WHAT THE TASK ASKS:
Rewrite the items from the line containing "Player-tracking tagging: indicate the person's" through the end of the items, inclusive, replacing "hand" with "palm" and leaving everything else unchanged.

-- START THE DATA --

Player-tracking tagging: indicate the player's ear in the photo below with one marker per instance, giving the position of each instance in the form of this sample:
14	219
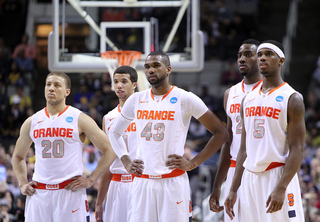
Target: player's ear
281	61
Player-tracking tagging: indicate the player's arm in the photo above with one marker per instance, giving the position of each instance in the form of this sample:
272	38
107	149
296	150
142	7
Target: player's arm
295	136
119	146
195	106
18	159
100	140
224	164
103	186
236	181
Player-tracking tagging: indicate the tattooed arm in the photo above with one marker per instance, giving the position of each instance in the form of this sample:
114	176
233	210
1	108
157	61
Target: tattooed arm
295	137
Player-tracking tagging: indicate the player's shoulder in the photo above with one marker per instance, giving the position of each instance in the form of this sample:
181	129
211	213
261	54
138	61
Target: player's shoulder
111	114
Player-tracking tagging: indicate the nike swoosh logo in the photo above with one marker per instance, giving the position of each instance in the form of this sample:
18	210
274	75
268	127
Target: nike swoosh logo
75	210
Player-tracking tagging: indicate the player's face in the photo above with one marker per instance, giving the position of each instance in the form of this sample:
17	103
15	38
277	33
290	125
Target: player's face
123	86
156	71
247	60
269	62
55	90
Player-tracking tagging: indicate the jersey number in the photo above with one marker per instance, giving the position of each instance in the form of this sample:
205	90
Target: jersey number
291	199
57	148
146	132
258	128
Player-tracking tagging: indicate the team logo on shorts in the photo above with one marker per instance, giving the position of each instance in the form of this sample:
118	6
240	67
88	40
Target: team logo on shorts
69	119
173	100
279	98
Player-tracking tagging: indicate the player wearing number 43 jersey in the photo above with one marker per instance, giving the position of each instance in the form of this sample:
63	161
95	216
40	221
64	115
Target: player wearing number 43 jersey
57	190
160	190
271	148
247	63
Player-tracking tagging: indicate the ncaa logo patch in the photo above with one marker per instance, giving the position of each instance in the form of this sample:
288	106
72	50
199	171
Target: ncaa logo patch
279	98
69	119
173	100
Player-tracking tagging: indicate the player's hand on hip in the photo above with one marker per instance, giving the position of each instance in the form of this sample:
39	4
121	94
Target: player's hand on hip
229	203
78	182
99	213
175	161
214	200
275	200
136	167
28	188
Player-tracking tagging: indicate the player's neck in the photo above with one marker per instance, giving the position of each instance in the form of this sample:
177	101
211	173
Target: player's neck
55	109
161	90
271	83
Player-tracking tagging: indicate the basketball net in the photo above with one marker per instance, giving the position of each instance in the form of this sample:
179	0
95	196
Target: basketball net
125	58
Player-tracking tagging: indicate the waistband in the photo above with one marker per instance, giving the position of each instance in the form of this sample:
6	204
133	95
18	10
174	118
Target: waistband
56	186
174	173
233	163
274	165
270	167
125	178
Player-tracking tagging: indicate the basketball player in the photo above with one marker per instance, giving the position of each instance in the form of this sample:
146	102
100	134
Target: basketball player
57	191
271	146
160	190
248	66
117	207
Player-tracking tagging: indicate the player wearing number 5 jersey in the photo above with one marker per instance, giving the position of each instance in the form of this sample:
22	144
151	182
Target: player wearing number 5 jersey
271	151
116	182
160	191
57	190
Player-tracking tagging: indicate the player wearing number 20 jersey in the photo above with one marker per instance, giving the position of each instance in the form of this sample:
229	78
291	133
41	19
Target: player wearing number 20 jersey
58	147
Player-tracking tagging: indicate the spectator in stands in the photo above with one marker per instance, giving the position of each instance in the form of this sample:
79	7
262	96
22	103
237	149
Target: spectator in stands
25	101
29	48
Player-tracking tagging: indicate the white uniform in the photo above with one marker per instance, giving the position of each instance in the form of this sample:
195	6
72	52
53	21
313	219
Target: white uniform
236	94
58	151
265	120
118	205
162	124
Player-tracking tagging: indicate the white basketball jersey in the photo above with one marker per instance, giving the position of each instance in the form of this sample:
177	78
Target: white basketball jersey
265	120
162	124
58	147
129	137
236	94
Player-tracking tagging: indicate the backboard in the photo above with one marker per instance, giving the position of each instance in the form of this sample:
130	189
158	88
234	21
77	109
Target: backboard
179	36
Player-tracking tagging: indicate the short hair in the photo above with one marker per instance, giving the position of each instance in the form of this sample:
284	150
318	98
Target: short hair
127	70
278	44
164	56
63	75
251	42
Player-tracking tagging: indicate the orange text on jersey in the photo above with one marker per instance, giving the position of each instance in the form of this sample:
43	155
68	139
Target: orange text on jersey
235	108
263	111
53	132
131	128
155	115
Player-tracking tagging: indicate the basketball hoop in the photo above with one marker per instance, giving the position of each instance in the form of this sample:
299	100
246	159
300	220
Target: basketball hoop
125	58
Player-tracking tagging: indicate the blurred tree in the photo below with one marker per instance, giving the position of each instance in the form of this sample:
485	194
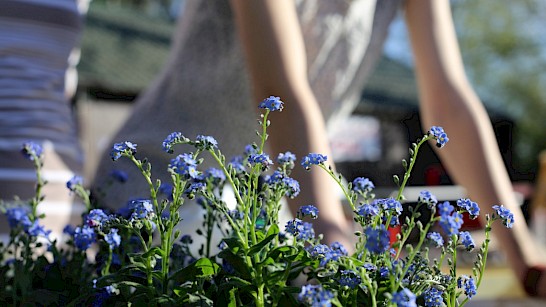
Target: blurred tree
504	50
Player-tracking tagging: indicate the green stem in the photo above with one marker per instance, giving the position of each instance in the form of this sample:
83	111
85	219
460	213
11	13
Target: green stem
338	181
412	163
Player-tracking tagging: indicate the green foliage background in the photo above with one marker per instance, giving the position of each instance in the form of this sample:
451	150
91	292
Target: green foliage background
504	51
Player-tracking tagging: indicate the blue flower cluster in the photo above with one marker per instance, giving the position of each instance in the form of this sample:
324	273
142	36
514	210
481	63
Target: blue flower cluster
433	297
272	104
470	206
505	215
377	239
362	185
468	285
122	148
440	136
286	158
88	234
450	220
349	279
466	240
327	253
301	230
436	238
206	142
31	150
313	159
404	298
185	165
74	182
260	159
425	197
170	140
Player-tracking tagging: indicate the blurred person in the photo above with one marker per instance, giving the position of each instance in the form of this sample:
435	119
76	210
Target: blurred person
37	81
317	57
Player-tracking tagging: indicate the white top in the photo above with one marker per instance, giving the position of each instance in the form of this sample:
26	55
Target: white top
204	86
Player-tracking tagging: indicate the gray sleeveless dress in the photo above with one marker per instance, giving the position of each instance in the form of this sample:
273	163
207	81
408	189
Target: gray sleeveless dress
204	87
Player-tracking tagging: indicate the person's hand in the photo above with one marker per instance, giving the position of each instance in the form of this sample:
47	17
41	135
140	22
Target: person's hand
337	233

-- END THE DATA --

EXERCISE SOLUTION:
Player-tracking tagging: indicate the person's palm in the photo above with one marker per instance, giving the position of each instance in the form of this sample:
47	17
41	135
140	22
Target: person's palm
337	233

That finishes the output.